- **What to do**
Rescale the data below by reproducing every line, requests included, and multiplying each point coordinate in the answers by 1.05. Round the results to whole numbers with halves rounded up, leave the request lines and their sample point unchanged, and leave the images out of your output.

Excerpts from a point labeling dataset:
— Start —

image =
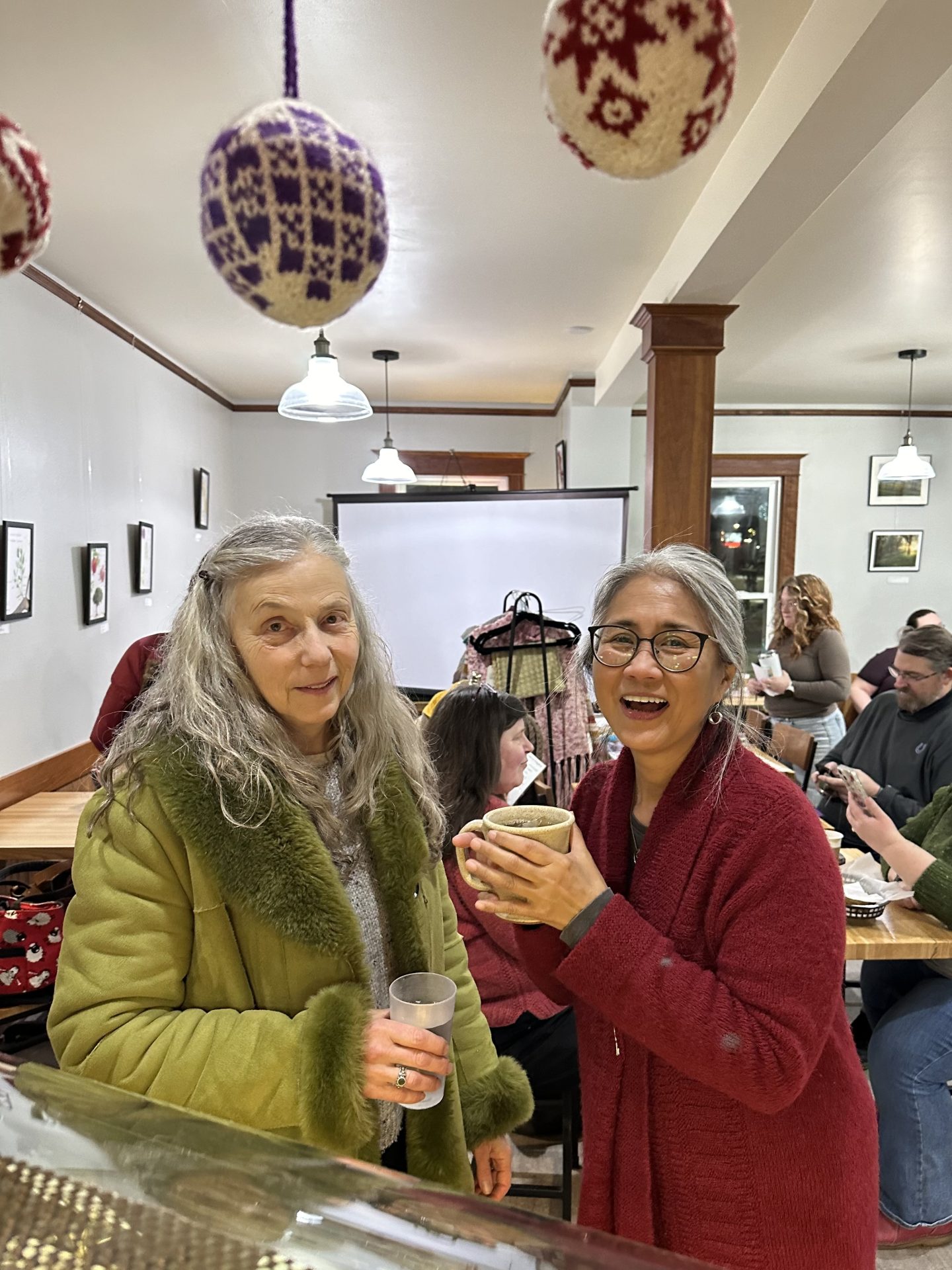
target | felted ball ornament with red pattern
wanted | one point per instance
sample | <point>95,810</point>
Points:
<point>636,87</point>
<point>24,200</point>
<point>294,214</point>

— End —

- **The response**
image =
target | felted ball ornament with red pattern
wanted | one point per instance
sample | <point>95,810</point>
Points:
<point>668,91</point>
<point>25,210</point>
<point>309,225</point>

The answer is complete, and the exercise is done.